**What the exercise asks**:
Reproduce the lines below exactly, from the line containing "[spot] the decorative" through the last line.

────────────────────────────────────────

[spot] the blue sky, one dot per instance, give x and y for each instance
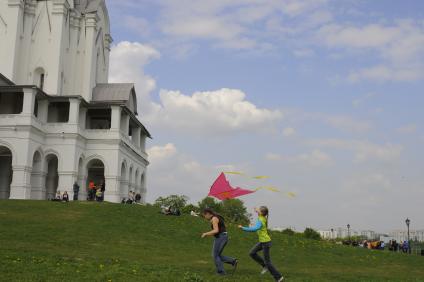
(323, 96)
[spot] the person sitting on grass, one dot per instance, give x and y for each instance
(58, 196)
(219, 231)
(261, 228)
(65, 197)
(138, 198)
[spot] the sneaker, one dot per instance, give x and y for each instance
(235, 263)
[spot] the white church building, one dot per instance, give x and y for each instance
(61, 122)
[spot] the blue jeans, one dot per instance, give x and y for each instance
(218, 247)
(266, 261)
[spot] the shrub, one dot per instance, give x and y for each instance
(288, 231)
(311, 234)
(174, 201)
(190, 207)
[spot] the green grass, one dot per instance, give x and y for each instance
(47, 241)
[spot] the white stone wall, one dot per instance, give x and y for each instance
(32, 142)
(50, 37)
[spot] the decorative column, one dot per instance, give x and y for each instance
(21, 183)
(112, 192)
(136, 132)
(74, 111)
(89, 56)
(115, 118)
(29, 101)
(82, 117)
(125, 123)
(10, 48)
(144, 186)
(43, 109)
(66, 182)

────────────────────────────────────────

**Response for this exercise**:
[spot] the decorative column, one dot per instance, give x and y for each instance
(21, 183)
(112, 192)
(136, 132)
(74, 111)
(89, 56)
(115, 118)
(29, 101)
(82, 117)
(125, 123)
(10, 48)
(144, 186)
(43, 109)
(66, 182)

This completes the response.